Article
# Where can I buy a Scaller roller bridge in Canada?



## Adcandour (Apr 21, 2013)

Stewmac will ship for either $15 (1 to 4 weeks - huh?), or $30 for 1 to 3 days.

I'd just rather get it here, if possible.


----------



## sulphur (Jun 2, 2011)

How about a Wilkinson? http://www.ebay.ca/itm/CHROME-WILKINSON-ROLLER-BRIDGE-FOR-ELECTRIC-GUITAR-/400658914819

That outfit, bezdez, deal from somewhere here in northern Ontario, just through ebay I think.
Maybe search out your particular choice, they may have it.


----------



## Chitmo (Sep 2, 2013)

Contact Charles at electric mojo, he has access to anything that all parts sell.


----------



## LydianGuitars (Apr 18, 2013)

The Canadian distributor never has these in stock (or much else of the Schaller stuff). Personally, I don't like roller bridges. You're better off with a properly cut nut and saddles. If you feel that tuning stability needs improving, I suggest graphtech saddles. I've installed them on trem equipped TOM guitars and have had no complaints.


----------



## Chitmo (Sep 2, 2013)

LydianGuitars said:


> The Canadian distributor never has these in stock (or much else of the Schaller stuff). Personally, I don't like roller bridges. You're better off with a properly cut nut and saddles. If you feel that tuning stability needs improving, I suggest graphtech saddles. I've installed them on trem equipped TOM guitars and have had no complaints.


He wants it to use with a bigsby.


----------



## greco (Jul 15, 2007)

sulphur said:


> How about a Wilkinson? http://www.ebay.ca/itm/CHROME-WILKINSON-ROLLER-BRIDGE-FOR-ELECTRIC-GUITAR-/400658914819
> 
> That outfit, bezdez, deal from somewhere here in northern Ontario, just through ebay I think.
> Maybe search out your particular choice, they may have it.


You can order direct from Bezdez 

All the info you need is in this old thread. Also some interesting posts. 

http://www.guitarscanada.com/showthread.php?46067-Upset-at-Bezdez&highlight=Bezdez

Cheers

Dave


----------

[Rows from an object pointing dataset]
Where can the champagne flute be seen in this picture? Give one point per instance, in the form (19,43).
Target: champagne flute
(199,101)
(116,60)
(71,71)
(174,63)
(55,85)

Tasks to complete
1/ Copy the roller bridge thread from "# Where can" down to "1 to 3 days.", swapping "Stewmac" for "the supplier".
2/ Based on the roller bridge thread, answer yes or no to each statement and quote the words that decide it: (a) Stewmac offers shipping in 1 to 3 days for $30. (b) LydianGuitars likes roller bridges. (c) Chitmo says the bridge is meant for use with a Bigsby.
The rows are separate material and are not part of the thread.

Solutions for each task
1/
# Where can I buy a Scaller roller bridge in Canada?



## Adcandour (Apr 21, 2013)

the supplier will ship for either $15 (1 to 4 weeks - huh?), or $30 for 1 to 3 days.

2/
(a) Yes: "or $30 for 1 to 3 days."
(b) No: "Personally, I don't like roller bridges."
(c) Yes: "He wants it to use with a bigsby."